### Texto apresentado
Folha - O sr. trabalha nesse sentido?
Rossetto - Estamos conversando
sobre o tema de forma responsável. Acompanhamos o desenvolvimento das decisões dos tribunais superiores.
Folha - Como o sr. define o MST?
Rossetto - É uma organização de
trabalhadores vitimados pelo
processo de exclusão.
Cumpre papel importantíssimo
para o desenvolvimento da sociedade. Dispõe do meu respeito.
Respeito, que também devoto à
Contag, à CUT e outras organizações do campo. O que não significa concordância com todas as táticas. Sabemos diferenciar governo de movimentos sociais.
Tenho grandes amigos no MST
e me orgulho disso.
Folha - O sr. tem afirmado que "o
modelo agrícola centrado na pequena propriedade é o que melhor
responde à necessidade de criação
de postos de trabalho e renda". O
México está saindo desse modelo.
Na Europa, ele sobrevive à custa
de muito subsídio. No Brasil, os assentados não pagam dívidas. Apesar dos juros camaradas, a inadimplência roça os 40%. De onde vem a
sua crença na pequena propriedade?
Rossetto - Vem da experiência
secular do meu Estado. No Rio
Grande do Sul, experimentamos
o processo de acesso à terra no
início do século 19.
Não há dúvida de que a exigência de geração de emprego e renda
será respondida com mais eficiência por esse modelo, num
processo produtivo moderno,
contemporâneo.
Folha - A pequena propriedade
gaúcha tem peculiaridades que
não são comparáveis com a realidade média dos assentamentos.
######
*Enunciado escrito 1*.
Transcreva sem nenhuma alteração o trecho da listagem que começa na linha que contém "Locate the stone" e segue até o fim da listagem, incluindo as duas pontas.
### Registros de dados
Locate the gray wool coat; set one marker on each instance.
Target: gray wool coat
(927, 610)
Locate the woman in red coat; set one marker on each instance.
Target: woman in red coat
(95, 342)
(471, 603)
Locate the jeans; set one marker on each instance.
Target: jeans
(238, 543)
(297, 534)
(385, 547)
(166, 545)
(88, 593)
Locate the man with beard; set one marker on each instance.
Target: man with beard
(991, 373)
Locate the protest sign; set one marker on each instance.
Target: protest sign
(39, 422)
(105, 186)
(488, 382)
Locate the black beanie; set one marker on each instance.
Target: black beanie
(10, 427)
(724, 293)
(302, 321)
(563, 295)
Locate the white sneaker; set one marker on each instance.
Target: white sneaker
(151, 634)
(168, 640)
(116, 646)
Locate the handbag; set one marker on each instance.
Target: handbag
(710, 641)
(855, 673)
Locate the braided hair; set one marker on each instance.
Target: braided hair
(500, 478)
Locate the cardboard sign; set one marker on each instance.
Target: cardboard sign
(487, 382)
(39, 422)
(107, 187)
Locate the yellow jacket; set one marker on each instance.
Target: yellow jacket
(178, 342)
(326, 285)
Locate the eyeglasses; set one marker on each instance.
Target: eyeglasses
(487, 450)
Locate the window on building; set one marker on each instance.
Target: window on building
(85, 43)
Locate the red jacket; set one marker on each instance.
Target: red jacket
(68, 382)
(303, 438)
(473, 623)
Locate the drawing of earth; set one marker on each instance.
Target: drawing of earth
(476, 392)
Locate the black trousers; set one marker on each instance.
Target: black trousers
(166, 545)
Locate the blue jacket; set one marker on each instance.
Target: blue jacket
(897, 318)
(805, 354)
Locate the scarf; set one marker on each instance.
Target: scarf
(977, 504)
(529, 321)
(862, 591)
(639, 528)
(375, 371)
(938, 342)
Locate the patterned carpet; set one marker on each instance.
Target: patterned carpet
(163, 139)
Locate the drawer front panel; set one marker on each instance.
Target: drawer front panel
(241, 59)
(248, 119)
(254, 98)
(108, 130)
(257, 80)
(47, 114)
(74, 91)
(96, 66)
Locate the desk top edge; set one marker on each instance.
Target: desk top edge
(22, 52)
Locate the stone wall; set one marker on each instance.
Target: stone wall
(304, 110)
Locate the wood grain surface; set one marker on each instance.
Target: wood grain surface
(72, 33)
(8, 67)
######
*Enunciado escrito 2*.
Quais nomes de países, continentes ou estados são mencionados na entrevista? Liste todos.

*Resposta completa 1*.
Locate the stone wall; set one marker on each instance.
Target: stone wall
(304, 110)
Locate the wood grain surface; set one marker on each instance.
Target: wood grain surface
(72, 33)
(8, 67)

*Resposta completa 2*.
México, Europa, Brasil, Rio Grande do Sul